#### Do this
Write out every line below word for word, keeping each character and line break the same.
%%
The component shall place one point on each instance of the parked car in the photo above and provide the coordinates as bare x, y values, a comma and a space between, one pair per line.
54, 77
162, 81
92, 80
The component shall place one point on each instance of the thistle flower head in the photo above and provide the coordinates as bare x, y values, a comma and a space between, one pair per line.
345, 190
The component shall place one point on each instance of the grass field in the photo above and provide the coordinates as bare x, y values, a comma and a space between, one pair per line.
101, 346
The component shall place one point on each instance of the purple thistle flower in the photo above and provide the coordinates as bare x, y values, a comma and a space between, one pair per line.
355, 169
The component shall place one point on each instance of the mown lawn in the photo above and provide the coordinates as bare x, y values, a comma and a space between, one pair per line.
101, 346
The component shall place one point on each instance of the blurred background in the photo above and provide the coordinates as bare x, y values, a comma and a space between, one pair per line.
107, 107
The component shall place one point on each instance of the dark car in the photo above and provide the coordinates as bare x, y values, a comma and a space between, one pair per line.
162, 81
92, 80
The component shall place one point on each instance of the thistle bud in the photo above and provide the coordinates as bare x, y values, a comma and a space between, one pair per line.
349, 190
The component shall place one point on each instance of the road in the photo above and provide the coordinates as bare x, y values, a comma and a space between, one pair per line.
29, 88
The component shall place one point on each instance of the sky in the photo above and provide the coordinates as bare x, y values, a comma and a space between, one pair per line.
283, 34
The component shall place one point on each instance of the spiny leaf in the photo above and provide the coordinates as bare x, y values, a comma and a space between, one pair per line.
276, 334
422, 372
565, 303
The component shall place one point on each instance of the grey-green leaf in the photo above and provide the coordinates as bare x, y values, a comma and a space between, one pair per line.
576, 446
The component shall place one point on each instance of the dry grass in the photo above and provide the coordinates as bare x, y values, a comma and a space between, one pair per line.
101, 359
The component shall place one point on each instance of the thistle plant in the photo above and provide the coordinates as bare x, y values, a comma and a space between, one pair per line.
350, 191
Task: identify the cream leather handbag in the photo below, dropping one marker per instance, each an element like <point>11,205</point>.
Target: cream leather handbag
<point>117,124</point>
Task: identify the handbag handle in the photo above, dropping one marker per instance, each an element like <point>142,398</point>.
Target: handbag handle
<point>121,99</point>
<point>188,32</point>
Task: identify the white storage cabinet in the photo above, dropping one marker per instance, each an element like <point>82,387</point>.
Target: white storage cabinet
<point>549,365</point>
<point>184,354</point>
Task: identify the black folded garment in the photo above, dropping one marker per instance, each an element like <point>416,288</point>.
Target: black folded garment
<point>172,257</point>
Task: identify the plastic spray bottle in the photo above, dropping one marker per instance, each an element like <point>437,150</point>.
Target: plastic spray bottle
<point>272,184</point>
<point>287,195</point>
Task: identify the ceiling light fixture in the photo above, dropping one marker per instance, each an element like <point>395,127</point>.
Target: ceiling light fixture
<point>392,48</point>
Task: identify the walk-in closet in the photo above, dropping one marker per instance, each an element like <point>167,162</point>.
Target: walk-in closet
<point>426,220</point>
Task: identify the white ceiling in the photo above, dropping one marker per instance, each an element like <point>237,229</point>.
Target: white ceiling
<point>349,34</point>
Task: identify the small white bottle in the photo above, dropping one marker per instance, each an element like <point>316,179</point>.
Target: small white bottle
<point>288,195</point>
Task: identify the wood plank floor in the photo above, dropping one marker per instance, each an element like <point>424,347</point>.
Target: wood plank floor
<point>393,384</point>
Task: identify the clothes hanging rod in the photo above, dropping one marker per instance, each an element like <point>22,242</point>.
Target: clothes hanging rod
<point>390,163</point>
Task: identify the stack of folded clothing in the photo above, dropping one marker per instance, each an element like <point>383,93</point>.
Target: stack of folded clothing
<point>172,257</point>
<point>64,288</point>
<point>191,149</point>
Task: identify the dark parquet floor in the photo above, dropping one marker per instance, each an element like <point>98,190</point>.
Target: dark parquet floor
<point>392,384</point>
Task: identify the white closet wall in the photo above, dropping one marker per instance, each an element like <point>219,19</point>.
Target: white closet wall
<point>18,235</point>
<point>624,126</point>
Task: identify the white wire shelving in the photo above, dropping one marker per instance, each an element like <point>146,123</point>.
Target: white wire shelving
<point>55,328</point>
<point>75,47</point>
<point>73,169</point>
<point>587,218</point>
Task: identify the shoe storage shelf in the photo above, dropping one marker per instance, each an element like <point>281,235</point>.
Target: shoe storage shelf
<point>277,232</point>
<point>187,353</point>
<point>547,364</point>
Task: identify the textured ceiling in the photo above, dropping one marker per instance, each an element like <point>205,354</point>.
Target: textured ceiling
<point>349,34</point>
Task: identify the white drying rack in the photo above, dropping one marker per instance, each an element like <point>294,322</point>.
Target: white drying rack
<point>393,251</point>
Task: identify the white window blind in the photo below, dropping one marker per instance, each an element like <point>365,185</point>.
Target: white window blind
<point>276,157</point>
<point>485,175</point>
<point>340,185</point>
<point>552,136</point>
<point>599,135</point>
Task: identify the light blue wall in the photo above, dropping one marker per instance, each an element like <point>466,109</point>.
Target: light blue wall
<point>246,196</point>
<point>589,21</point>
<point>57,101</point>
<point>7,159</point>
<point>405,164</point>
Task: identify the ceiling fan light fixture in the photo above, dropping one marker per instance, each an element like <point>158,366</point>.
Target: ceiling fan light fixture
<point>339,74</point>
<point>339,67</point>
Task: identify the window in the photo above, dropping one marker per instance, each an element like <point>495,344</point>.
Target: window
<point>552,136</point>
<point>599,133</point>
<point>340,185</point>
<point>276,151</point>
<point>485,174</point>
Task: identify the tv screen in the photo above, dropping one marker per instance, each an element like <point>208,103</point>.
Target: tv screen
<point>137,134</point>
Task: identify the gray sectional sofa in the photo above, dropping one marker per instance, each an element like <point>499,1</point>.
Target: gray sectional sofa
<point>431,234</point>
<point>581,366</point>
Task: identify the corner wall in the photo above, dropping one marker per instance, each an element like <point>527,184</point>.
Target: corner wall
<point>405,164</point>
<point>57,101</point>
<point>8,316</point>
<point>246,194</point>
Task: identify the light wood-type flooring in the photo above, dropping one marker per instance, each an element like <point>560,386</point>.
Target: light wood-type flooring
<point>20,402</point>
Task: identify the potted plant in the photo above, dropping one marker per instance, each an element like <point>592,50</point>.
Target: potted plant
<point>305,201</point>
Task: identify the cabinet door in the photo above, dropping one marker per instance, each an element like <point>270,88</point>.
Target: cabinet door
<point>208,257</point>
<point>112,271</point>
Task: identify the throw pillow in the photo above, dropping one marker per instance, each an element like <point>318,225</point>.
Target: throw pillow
%%
#### Written solution
The component shall place one point on each instance of the parked car in the photo above and provide the coordinates as bare x, y values, a comma and a space between, one pair per line.
54, 77
162, 81
92, 80
The component shall place one point on each instance of the thistle flower head in the photo above and provide the coordinates as bare x, y values, a comma and a space between, one pair per line.
345, 190
The component shall place one point on each instance of the grass field in the photo above and provide the coordinates as bare x, y values, a comma and a space between, one pair per line.
101, 346
The component shall place one point on each instance of the purple thistle flower in the photo above and provide the coordinates as bare x, y values, a comma and a space between, one pair per line.
355, 169
The component shall place one point on each instance of the mown lawn in the photo above and provide the coordinates as bare x, y values, a comma and a space between, one pair per line.
101, 346
The component shall place one point on each instance of the blurred background in the photo above and provide the coordinates as bare x, y values, a comma and a space between, one pair per line.
107, 107
The component shall place one point on each instance of the dark car in the photo above and provide the coordinates as bare x, y values, a comma and a space between, one pair per line.
162, 81
92, 80
The component shall place one point on each instance of the thistle bud in the photo above and provide the coordinates as bare x, y values, a comma and a space between, one pair per line.
349, 190
The component shall place one point on each instance of the road in the photo above and provide the coordinates as bare x, y values, a comma and a space between, one pair per line.
29, 88
The component shall place one point on each instance of the sky in the photo above and provide the coordinates as bare x, y values, a comma and a space between, one pair per line.
283, 34
The component shall place one point on each instance of the spiny leaf in the photo above and provide the coordinates as bare x, y values, a comma and a space between, one pair per line.
276, 334
422, 372
565, 303
The component shall place one point on each instance of the grey-green leaf in the photo above and provide the coordinates as bare x, y values, a comma and a space between, one pair per line.
576, 446
The component shall place one point on each instance of the dry grass in the photo above and provide the coordinates as bare x, y values, a comma and a space between, one pair per line.
101, 359
The component shall place one point on each instance of the thistle plant in the photo above and provide the coordinates as bare x, y values, a comma and a space between, one pair per line.
350, 191
Task: identify the cream leather handbag in the photo below, dropping one marker per instance, each an element like <point>11,205</point>.
Target: cream leather handbag
<point>117,124</point>
Task: identify the handbag handle in the photo above, dropping one marker per instance, each an element like <point>142,398</point>.
Target: handbag handle
<point>121,99</point>
<point>188,32</point>
Task: identify the white storage cabinet in the photo above, dropping one marker per instance, each an element like <point>82,387</point>.
Target: white storage cabinet
<point>549,365</point>
<point>184,354</point>
Task: identify the black folded garment in the photo above, dropping one marker per instance, each an element like <point>416,288</point>.
Target: black folded garment
<point>172,257</point>
Task: identify the plastic spray bottle in the photo above, dropping one marker per instance, each an element like <point>437,150</point>.
Target: plastic spray bottle
<point>272,184</point>
<point>287,195</point>
Task: identify the ceiling light fixture in the photo above, dropping one marker per instance, each an element like <point>395,127</point>.
Target: ceiling light fixture
<point>392,48</point>
Task: identify the walk-in closet in the photo above, dropping one marker per instance, each an element like <point>167,162</point>.
Target: walk-in closet
<point>426,220</point>
Task: identify the white ceiling in the photo above, dropping one marker per instance, each an element like <point>237,229</point>.
Target: white ceiling
<point>349,34</point>
Task: identify the small white bottle in the photo above, dropping one marker per instance, each an element like <point>316,179</point>.
Target: small white bottle
<point>288,195</point>
Task: identify the wood plank floor in the photo above, dropping one marker per instance, each an element like <point>424,347</point>.
Target: wood plank floor
<point>393,384</point>
Task: identify the clothes hanging rod in the photo above, dropping one marker per instance, each an element like <point>22,242</point>.
Target: clothes hanging rod
<point>390,163</point>
Task: identify the stack of folded clothing in the photo above, dropping one marker per instance, each an element like <point>383,93</point>.
Target: stack of folded clothing
<point>172,257</point>
<point>64,288</point>
<point>191,149</point>
Task: identify the dark parquet floor in the photo above, dropping one marker per instance, each an element like <point>98,190</point>.
Target: dark parquet floor
<point>392,384</point>
Task: identify the white closet wall in the photo above, dropping one marker per instance, each an element like <point>219,19</point>.
Target: white closet wall
<point>18,235</point>
<point>624,126</point>
Task: identify the white wire shelving in the photo above, dropping one marker per instance, each an element like <point>146,123</point>.
Target: white wire shelving
<point>55,328</point>
<point>75,47</point>
<point>73,169</point>
<point>587,218</point>
Task: identify the shoe storage shelf in the photo above, dropping one marker per instance, each an element like <point>281,235</point>.
Target: shoe storage shelf
<point>277,232</point>
<point>187,353</point>
<point>547,364</point>
Task: identify the textured ceiling in the photo above, dropping one marker per instance, each an element like <point>205,354</point>.
Target: textured ceiling
<point>349,34</point>
Task: identify the white drying rack in the photo above, dropping one marker per instance, each an element like <point>294,322</point>.
Target: white drying rack
<point>393,251</point>
Task: identify the white window blind in the photo below, dropping one marker per instance, each an element like <point>365,185</point>.
Target: white window blind
<point>276,157</point>
<point>485,175</point>
<point>340,185</point>
<point>552,136</point>
<point>599,135</point>
Task: identify the light blue wall in the photo above, dropping one marker per instance, each an element like <point>466,109</point>.
Target: light blue wall
<point>246,196</point>
<point>589,21</point>
<point>57,101</point>
<point>7,159</point>
<point>405,164</point>
Task: identify the ceiling fan light fixture in the photo above, dropping one marker per instance, each an element like <point>158,366</point>.
Target: ceiling fan light fixture
<point>339,74</point>
<point>339,67</point>
Task: identify the window in the photo above, dropping one marker per instance, each an element like <point>495,344</point>.
Target: window
<point>552,136</point>
<point>599,133</point>
<point>340,185</point>
<point>276,151</point>
<point>485,174</point>
Task: identify the tv screen in the photo above, dropping one marker per instance, each an element like <point>208,103</point>.
Target: tv screen
<point>137,134</point>
Task: identify the gray sectional sofa in the photo above, dropping one marker per instance, each an element like <point>499,1</point>.
Target: gray sectional sofa
<point>431,234</point>
<point>581,366</point>
Task: identify the corner wall in the photo above, dropping one marker per instance, each an element like <point>527,184</point>.
Target: corner wall
<point>405,164</point>
<point>57,101</point>
<point>8,316</point>
<point>246,194</point>
Task: identify the light wood-type flooring in the photo above, dropping one marker per instance, each an element like <point>560,386</point>.
Target: light wood-type flooring
<point>20,402</point>
Task: identify the potted plant in the photo above, dropping one marker per instance, each an element like <point>592,50</point>.
Target: potted plant
<point>305,201</point>
Task: identify the cabinet door in the photo above, dropping one marker per instance, each an element like <point>270,88</point>.
Target: cabinet door
<point>208,257</point>
<point>112,271</point>
Task: identify the throw pillow in the photo above, dropping one marker per instance, each an element like <point>318,225</point>.
Target: throw pillow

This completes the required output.